*WRITTEN INSTRUCTION*
Below are some entries; can you quote all of them exactly?

*TASK INPUTS*
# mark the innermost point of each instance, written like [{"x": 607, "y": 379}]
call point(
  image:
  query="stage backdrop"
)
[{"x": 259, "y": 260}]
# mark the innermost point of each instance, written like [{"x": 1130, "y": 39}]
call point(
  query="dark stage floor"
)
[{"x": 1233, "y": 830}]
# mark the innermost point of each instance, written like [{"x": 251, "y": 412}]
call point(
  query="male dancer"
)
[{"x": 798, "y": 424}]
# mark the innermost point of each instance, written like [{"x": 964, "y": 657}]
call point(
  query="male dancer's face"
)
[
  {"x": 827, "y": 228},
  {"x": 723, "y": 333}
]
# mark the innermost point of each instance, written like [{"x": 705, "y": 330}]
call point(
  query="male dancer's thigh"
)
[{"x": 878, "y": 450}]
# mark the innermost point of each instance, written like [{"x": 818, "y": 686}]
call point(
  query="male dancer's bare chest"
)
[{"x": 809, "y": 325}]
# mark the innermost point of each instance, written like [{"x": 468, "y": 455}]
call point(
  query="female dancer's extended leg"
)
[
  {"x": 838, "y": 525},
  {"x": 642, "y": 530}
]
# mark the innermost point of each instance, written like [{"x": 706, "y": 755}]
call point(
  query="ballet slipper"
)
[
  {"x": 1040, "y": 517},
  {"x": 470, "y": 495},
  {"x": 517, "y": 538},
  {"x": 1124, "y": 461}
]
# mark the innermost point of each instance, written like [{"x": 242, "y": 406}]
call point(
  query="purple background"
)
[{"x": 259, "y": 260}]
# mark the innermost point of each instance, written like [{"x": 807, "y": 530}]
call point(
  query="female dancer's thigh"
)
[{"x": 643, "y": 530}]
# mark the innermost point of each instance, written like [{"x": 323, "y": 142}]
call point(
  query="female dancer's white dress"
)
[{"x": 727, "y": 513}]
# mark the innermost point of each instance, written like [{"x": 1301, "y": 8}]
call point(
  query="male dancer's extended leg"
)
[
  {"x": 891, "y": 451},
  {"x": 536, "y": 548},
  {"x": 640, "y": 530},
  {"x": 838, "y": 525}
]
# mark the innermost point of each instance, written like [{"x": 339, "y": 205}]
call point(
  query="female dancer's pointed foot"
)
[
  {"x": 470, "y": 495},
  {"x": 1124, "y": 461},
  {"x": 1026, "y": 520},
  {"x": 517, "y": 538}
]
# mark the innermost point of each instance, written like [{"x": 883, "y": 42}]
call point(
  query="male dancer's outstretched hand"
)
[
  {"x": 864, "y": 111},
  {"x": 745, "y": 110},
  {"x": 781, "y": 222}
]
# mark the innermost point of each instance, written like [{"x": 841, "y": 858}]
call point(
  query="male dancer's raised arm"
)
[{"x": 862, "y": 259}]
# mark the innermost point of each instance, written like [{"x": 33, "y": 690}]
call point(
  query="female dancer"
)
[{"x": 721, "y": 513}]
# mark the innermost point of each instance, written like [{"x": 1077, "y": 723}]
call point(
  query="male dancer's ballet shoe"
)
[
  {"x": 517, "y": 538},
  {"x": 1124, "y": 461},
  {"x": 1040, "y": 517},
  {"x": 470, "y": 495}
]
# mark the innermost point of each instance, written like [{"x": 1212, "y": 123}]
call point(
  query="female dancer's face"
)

*THE SOLUTION*
# mark the innermost point of each instance, written like [{"x": 607, "y": 379}]
call point(
  image:
  query="stage backdrop"
)
[{"x": 259, "y": 260}]
# mark the innermost point of each instance, written like [{"x": 1130, "y": 39}]
call point(
  query="dark stage floor"
)
[{"x": 1233, "y": 830}]
# mark the innermost point of each instance, written like [{"x": 251, "y": 412}]
call point(
  query="male dancer"
)
[{"x": 798, "y": 424}]
# mark the innermost point of each instance, written like [{"x": 964, "y": 657}]
call point(
  query="male dancer's face"
)
[
  {"x": 827, "y": 228},
  {"x": 723, "y": 333}
]
# mark the innermost point of each instance, written like [{"x": 705, "y": 330}]
call point(
  query="male dancer's thigh"
)
[{"x": 878, "y": 450}]
# mark the innermost point of each instance, written like [{"x": 818, "y": 686}]
call point(
  query="male dancer's bare chest"
)
[{"x": 809, "y": 325}]
# mark the innermost point of each instance, written like [{"x": 468, "y": 455}]
call point(
  query="female dancer's extended leg"
)
[
  {"x": 838, "y": 525},
  {"x": 642, "y": 530}
]
# mark the innermost point of each instance, written like [{"x": 706, "y": 755}]
call point(
  query="ballet slipper"
)
[
  {"x": 1040, "y": 517},
  {"x": 470, "y": 495},
  {"x": 517, "y": 538},
  {"x": 1124, "y": 461}
]
# mark the innermost point of each instance, written like [{"x": 242, "y": 406}]
call point(
  query="purple background"
)
[{"x": 259, "y": 260}]
# mark the innermost point of each instance, written like [{"x": 807, "y": 530}]
call point(
  query="female dancer's thigh"
)
[{"x": 643, "y": 530}]
# mark the innermost point of each instance, written like [{"x": 323, "y": 142}]
call point(
  query="female dancer's white dress"
)
[{"x": 727, "y": 513}]
# mark the innermost point of each instance, written like [{"x": 1301, "y": 8}]
call point(
  query="male dancer's extended leg"
)
[
  {"x": 891, "y": 451},
  {"x": 536, "y": 548},
  {"x": 640, "y": 530},
  {"x": 838, "y": 525}
]
# mark the innermost point of each instance, written like [{"x": 339, "y": 205}]
call point(
  query="female dancer's pointed foot"
)
[
  {"x": 470, "y": 495},
  {"x": 1124, "y": 461},
  {"x": 1026, "y": 520},
  {"x": 517, "y": 538}
]
# mark the innermost point of each instance, written like [{"x": 883, "y": 42}]
call point(
  query="male dancer's outstretched hand"
)
[
  {"x": 864, "y": 111},
  {"x": 745, "y": 110},
  {"x": 781, "y": 222}
]
# mark the innermost point of each instance, written like [{"x": 841, "y": 858}]
call point(
  query="male dancer's raised arm"
)
[{"x": 862, "y": 259}]
# mark the innermost point of each instance, written like [{"x": 33, "y": 690}]
call point(
  query="female dancer"
)
[{"x": 721, "y": 513}]
# mark the innermost point of each instance, written like [{"x": 1077, "y": 723}]
call point(
  query="male dancer's ballet shoe"
)
[
  {"x": 517, "y": 538},
  {"x": 1124, "y": 461},
  {"x": 1040, "y": 517},
  {"x": 470, "y": 495}
]
# mark the innermost point of each instance, written like [{"x": 1212, "y": 123}]
call point(
  query="female dancer's face"
)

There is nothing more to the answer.